#### WORK INSTRUCTIONS
Take the line containing "one marker per instance, written like [201,418]" and every line after it in the data below, and print them exactly as given, with nothing else.

>> begin AVAILABLE RECORDS

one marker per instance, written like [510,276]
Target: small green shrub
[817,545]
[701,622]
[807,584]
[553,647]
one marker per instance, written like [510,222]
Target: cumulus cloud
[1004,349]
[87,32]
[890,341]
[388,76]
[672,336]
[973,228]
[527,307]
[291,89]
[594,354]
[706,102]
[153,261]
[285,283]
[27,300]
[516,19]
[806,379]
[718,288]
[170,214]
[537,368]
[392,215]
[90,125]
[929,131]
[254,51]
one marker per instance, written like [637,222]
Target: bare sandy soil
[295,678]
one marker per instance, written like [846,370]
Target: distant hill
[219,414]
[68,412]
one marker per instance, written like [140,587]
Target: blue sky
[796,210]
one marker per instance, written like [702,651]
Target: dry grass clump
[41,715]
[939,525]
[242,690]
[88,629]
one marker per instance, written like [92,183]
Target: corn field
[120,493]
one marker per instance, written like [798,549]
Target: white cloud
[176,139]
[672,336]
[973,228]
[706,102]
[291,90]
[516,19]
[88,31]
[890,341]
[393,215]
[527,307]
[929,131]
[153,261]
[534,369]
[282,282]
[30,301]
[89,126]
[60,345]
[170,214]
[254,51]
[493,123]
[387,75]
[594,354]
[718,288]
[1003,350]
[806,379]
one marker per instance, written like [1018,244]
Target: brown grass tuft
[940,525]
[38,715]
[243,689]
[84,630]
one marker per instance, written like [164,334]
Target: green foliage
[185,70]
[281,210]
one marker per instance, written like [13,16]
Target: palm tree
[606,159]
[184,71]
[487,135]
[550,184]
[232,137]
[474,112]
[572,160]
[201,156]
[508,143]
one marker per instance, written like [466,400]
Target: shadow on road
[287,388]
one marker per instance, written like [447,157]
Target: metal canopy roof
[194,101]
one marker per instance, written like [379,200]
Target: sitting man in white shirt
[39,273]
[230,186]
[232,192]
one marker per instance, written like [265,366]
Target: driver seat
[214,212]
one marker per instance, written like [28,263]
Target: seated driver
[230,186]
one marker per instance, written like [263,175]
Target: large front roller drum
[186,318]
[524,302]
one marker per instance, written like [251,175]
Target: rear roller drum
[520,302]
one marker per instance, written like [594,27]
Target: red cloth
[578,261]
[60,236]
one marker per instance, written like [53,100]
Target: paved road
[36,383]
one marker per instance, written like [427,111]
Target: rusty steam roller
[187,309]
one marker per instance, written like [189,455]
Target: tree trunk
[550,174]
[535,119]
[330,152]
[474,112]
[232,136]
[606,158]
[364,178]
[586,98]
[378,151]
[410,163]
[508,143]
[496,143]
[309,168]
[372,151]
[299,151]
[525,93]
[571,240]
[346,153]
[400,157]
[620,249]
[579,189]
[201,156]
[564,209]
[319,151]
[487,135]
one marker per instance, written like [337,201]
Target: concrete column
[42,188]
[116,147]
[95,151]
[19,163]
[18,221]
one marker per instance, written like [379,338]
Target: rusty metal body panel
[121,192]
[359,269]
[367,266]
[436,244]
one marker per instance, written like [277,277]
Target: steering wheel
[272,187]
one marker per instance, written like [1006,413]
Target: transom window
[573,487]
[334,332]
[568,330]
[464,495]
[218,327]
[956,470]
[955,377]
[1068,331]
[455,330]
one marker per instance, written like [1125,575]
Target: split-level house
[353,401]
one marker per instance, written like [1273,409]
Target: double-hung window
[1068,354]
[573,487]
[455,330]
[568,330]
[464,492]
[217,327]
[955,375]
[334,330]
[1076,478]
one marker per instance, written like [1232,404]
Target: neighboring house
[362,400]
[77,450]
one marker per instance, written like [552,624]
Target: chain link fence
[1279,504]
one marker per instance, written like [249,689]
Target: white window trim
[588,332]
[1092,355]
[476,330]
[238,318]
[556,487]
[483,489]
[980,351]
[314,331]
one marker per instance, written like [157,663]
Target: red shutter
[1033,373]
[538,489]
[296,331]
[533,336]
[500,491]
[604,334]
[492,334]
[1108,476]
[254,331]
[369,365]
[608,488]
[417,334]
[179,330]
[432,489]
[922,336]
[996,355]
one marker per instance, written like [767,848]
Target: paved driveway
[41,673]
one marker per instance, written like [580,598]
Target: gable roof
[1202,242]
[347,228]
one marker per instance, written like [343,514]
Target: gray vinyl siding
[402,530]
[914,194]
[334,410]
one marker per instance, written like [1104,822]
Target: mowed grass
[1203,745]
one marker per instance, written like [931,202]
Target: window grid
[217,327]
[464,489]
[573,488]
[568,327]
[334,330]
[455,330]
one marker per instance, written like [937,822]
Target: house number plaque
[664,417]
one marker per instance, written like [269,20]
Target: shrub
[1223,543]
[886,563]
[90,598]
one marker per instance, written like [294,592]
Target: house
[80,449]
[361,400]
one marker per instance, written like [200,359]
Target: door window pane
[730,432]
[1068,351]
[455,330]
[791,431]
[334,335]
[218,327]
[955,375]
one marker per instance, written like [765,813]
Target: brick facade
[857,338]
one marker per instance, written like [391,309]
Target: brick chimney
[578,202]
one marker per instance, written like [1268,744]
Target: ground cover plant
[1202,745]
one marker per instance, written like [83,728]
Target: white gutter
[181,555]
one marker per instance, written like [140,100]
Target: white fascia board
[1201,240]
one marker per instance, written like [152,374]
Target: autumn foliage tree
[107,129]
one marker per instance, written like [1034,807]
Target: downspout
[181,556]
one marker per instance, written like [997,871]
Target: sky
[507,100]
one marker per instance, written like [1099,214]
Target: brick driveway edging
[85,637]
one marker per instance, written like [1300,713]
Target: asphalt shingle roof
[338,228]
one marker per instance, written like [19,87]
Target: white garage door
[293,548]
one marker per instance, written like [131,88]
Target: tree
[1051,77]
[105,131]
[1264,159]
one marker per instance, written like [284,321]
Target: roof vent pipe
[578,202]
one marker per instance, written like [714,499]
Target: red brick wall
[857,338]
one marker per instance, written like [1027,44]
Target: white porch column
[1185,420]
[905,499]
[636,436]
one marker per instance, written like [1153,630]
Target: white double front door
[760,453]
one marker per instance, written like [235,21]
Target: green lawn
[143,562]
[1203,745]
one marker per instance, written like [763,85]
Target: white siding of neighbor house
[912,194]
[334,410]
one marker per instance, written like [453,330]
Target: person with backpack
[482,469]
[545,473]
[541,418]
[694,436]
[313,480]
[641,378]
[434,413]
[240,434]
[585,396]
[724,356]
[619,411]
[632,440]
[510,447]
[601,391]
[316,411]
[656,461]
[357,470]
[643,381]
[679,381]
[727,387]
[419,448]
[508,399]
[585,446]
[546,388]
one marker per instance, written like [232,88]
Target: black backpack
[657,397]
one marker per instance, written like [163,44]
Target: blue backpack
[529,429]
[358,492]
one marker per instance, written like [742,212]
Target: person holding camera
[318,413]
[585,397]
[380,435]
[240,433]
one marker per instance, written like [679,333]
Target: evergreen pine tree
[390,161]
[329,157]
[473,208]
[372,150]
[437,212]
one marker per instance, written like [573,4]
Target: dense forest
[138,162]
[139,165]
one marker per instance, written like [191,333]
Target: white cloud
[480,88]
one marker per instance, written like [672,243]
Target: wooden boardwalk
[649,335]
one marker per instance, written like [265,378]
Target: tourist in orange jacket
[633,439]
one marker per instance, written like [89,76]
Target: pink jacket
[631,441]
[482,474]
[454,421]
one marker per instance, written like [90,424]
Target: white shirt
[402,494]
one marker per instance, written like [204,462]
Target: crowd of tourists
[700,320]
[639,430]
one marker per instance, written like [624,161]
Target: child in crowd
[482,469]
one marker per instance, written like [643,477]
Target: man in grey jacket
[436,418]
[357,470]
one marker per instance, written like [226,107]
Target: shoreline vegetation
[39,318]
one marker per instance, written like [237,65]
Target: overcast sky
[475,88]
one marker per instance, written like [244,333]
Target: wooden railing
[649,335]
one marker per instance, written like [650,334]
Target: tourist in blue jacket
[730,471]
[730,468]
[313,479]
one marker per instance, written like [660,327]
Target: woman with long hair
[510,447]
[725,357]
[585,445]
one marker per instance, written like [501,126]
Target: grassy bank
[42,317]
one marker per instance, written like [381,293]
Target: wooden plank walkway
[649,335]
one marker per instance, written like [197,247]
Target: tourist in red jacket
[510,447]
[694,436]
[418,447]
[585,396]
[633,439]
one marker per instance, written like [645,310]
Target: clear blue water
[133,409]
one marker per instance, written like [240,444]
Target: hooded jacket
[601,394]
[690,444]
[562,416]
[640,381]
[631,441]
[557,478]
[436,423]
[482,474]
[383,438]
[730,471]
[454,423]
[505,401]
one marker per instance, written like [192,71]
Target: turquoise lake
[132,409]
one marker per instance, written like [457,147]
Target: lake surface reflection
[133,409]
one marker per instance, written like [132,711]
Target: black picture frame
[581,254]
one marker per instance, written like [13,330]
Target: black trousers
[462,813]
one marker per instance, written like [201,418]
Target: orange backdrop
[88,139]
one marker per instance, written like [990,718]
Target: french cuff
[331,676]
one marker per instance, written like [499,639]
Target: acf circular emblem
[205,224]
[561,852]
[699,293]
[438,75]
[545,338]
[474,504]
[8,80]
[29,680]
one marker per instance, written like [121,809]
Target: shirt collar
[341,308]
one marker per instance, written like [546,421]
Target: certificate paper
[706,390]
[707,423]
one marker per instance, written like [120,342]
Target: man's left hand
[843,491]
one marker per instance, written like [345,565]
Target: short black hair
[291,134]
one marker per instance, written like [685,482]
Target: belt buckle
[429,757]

>> end AVAILABLE RECORDS

#### EXERCISE OUTPUT
one marker per instance, written like [201,418]
Target: orange backdrop
[88,139]
one marker per instance, written like [990,718]
Target: french cuff
[331,676]
one marker per instance, written like [499,639]
Target: acf circular emblem
[205,224]
[561,852]
[699,293]
[438,75]
[545,338]
[474,504]
[8,80]
[29,680]
one marker per instance, written like [121,809]
Target: shirt collar
[341,308]
one marker per instance, written like [546,421]
Target: certificate paper
[706,390]
[707,423]
one marker per instance, written like [120,342]
Target: man's left hand
[843,491]
one marker per instance, written like [345,565]
Target: short black hair
[291,134]
one marker per instance, written like [685,482]
Target: belt buckle
[429,757]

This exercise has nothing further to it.